(Exercise brief)
Write out the entries, please, from the line containing "Track-and-sign request: indicate each instance of the black pen" through their final line, exactly and with nothing else.

[Point annotation dataset records]
========
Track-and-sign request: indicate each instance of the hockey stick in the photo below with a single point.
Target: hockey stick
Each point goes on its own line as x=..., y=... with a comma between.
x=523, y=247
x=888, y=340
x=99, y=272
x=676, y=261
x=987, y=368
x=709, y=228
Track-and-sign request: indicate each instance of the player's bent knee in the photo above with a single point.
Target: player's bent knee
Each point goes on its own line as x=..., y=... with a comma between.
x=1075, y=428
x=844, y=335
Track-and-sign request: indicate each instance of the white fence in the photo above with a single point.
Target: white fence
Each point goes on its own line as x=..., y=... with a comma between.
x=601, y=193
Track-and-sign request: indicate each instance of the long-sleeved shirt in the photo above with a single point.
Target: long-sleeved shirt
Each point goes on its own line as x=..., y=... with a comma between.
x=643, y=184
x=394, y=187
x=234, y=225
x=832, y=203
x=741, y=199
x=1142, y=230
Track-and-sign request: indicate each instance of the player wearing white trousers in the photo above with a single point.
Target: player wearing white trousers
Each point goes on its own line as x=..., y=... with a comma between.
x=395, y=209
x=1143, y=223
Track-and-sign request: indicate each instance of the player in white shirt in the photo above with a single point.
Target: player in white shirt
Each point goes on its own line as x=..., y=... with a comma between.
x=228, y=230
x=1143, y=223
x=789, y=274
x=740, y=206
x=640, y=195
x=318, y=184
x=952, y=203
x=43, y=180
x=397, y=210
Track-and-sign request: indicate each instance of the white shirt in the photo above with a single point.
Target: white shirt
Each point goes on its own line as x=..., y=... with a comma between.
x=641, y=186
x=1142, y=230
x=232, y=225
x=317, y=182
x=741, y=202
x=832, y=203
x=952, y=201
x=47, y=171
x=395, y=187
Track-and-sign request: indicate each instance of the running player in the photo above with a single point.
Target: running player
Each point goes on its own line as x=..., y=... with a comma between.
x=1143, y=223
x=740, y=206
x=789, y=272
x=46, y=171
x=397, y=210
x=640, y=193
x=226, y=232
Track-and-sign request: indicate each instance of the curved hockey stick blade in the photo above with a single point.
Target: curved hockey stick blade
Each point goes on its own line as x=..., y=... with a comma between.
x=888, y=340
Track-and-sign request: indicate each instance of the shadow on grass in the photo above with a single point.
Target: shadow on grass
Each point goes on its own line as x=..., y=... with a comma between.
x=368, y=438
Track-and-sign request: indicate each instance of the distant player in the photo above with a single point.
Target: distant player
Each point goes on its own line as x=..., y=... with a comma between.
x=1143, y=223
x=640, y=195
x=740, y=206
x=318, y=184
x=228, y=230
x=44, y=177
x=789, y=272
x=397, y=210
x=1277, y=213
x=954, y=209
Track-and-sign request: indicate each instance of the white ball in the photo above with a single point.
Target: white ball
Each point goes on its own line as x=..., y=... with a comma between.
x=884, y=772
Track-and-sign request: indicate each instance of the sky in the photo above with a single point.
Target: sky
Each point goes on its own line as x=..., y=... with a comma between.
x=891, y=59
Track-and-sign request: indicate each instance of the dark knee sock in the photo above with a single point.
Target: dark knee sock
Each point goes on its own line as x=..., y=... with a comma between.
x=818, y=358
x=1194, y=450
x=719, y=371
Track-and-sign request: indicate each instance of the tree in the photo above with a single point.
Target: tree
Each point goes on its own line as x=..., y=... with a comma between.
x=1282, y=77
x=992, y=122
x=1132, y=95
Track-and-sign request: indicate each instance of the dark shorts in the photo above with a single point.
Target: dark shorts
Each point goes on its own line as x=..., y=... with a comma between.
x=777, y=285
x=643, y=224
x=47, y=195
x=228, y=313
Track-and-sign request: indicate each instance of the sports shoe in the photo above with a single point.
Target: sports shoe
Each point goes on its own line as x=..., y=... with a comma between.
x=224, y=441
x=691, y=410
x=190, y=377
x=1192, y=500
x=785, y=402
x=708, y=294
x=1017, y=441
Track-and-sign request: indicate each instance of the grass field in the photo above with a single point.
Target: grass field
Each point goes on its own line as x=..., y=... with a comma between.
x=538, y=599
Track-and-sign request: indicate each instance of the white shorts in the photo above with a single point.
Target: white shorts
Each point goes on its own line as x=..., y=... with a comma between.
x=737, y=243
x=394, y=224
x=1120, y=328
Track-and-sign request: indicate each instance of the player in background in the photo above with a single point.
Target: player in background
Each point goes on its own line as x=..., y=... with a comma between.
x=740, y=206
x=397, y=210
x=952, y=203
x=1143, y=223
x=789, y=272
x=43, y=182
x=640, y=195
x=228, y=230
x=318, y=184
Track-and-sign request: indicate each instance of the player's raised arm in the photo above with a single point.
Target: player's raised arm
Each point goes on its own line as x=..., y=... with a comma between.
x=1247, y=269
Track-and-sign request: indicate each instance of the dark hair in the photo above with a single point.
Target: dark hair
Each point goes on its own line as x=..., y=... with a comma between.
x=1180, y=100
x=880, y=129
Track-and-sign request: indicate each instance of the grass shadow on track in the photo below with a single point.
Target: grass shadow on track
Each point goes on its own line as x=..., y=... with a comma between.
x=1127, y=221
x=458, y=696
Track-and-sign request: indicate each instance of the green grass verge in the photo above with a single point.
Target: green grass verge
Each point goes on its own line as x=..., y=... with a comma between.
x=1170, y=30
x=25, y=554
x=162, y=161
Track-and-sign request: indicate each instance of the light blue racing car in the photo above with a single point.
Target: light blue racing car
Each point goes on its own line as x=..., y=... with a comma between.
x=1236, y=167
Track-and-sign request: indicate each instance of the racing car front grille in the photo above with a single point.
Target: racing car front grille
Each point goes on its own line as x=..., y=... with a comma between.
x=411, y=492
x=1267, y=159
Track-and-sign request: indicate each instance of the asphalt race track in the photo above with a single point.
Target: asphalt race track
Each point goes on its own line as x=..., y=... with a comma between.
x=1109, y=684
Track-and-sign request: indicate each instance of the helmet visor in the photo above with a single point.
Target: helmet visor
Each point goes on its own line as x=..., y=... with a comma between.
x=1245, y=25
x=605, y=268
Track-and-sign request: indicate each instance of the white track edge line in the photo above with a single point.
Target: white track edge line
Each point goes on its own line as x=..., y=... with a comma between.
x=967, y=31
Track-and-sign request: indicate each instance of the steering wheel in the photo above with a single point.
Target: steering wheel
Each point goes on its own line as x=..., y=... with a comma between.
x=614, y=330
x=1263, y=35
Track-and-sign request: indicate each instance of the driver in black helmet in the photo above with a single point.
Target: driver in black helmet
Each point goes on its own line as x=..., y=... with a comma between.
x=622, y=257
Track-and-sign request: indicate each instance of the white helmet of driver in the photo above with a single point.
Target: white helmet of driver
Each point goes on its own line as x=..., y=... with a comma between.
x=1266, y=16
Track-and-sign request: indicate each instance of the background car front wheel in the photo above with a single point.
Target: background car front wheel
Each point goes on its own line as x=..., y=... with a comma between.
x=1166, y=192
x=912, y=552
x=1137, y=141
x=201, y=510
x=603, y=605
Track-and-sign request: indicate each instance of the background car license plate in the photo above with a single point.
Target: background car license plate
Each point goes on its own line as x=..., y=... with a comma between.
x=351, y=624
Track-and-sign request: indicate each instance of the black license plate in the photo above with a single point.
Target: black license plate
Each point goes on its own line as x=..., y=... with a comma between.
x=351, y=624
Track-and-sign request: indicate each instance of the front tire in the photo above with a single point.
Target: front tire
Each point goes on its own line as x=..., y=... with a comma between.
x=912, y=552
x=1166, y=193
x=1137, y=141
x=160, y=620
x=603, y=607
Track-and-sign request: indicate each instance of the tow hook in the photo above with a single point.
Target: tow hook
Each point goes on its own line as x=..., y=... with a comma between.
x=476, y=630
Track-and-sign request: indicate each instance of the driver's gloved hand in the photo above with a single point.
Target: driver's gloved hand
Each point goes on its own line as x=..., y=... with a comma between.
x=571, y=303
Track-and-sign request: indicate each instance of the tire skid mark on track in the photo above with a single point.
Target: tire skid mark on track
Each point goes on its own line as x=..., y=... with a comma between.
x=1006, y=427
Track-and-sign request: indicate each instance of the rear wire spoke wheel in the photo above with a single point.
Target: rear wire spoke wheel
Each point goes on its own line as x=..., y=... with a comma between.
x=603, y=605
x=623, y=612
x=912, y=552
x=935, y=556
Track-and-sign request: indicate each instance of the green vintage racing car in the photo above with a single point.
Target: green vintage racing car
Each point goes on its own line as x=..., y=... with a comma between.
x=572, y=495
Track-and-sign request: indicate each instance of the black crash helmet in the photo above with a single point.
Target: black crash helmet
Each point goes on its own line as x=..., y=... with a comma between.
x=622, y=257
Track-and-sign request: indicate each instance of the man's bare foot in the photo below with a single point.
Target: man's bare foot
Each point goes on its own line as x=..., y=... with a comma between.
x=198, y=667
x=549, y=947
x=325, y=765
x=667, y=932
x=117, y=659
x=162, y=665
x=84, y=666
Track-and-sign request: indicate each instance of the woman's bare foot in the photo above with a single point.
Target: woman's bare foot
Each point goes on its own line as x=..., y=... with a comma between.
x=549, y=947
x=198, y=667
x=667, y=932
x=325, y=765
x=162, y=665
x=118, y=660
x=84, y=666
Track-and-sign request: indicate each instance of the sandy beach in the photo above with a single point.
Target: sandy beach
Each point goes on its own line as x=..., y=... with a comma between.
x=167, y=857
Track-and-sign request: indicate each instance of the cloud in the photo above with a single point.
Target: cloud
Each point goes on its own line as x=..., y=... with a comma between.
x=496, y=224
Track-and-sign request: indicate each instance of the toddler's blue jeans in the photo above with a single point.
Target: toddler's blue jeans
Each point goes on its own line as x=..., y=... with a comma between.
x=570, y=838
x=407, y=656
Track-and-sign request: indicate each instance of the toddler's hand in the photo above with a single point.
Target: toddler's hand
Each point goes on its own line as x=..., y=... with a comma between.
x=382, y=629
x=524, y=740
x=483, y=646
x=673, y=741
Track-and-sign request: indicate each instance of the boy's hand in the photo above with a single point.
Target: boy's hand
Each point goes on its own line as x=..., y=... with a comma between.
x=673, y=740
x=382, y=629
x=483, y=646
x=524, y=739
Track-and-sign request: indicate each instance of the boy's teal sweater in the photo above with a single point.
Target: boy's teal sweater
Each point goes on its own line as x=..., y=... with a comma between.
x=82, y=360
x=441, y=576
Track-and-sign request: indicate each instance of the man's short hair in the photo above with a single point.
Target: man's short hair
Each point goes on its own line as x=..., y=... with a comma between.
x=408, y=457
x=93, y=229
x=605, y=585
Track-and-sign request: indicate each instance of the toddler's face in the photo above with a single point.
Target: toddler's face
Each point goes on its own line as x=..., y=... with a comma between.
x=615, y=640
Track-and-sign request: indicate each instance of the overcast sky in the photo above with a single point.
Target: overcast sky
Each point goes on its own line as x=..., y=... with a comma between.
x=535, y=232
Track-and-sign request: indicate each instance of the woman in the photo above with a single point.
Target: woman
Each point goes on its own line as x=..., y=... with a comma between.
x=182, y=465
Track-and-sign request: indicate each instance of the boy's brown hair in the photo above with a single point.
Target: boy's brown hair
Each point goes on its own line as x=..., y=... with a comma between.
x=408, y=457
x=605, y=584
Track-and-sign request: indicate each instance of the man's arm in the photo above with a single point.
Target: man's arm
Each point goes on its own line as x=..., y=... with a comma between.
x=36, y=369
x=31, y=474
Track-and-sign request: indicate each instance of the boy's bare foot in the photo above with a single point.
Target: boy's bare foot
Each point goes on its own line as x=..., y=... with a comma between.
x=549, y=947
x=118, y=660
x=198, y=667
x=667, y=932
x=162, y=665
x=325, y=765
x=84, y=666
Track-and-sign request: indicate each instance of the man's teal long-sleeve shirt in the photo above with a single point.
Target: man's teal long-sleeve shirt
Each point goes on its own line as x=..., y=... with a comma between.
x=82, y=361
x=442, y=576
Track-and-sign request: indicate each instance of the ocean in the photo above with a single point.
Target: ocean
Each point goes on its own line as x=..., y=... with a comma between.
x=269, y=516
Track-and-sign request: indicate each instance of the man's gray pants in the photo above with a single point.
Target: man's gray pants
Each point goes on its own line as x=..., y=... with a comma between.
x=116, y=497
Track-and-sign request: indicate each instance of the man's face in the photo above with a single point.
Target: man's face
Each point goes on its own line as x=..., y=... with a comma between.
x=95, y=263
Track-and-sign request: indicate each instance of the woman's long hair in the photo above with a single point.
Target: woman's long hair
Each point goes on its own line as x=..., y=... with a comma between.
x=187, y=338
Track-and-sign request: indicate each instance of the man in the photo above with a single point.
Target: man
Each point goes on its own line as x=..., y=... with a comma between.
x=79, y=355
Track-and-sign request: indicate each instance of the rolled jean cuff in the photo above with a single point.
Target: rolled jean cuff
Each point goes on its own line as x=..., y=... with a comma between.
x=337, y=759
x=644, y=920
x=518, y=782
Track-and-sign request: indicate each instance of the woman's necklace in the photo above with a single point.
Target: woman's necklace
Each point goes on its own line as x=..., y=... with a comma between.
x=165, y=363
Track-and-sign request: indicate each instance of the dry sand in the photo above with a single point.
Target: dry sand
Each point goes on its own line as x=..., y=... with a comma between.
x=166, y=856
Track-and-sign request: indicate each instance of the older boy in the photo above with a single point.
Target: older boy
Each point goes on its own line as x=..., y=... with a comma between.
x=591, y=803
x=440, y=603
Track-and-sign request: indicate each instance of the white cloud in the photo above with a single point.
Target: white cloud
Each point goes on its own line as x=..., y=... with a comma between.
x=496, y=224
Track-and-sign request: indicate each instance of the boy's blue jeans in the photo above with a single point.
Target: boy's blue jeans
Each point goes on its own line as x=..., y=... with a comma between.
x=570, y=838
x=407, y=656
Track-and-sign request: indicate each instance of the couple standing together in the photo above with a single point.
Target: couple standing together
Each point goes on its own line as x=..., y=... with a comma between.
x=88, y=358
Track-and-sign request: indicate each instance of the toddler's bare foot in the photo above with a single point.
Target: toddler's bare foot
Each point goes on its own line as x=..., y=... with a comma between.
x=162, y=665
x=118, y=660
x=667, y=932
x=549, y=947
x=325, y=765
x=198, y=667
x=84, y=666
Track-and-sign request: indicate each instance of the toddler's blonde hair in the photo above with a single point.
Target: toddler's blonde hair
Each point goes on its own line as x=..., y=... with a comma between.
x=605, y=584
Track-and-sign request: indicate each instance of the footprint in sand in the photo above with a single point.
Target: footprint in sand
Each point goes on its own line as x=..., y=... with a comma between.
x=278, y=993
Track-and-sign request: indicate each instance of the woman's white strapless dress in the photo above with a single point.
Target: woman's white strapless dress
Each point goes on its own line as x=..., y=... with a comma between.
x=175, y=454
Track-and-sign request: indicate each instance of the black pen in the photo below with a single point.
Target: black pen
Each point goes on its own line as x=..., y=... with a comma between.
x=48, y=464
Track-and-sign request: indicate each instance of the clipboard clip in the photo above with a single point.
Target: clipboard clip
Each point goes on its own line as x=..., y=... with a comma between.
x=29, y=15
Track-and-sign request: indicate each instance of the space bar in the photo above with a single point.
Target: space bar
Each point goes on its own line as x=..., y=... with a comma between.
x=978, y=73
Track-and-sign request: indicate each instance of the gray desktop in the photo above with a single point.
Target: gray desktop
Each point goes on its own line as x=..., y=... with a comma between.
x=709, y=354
========
(The completed task)
Track-and-sign request: indicate each instance of the black pen in the photo below with a single point.
Target: black pen
Each point goes on its own line as x=..., y=... with a comma between.
x=48, y=464
Track-and-sign request: indicate each instance of the clipboard clip in the photo above with a single point.
Target: clipboard clip
Each point goes on its own line as x=..., y=... with a comma between.
x=29, y=15
Track-and-sign request: indicate each instance of the space bar in the photo above with a single point.
Target: space bar
Each point goes on its own line as x=..., y=... with a comma between.
x=978, y=73
Track-and-sign request: indicate each instance of the gray desktop in the photo above with a single point.
Target: gray desktop
Each point goes on its own line as x=..., y=... with a comma between.
x=709, y=354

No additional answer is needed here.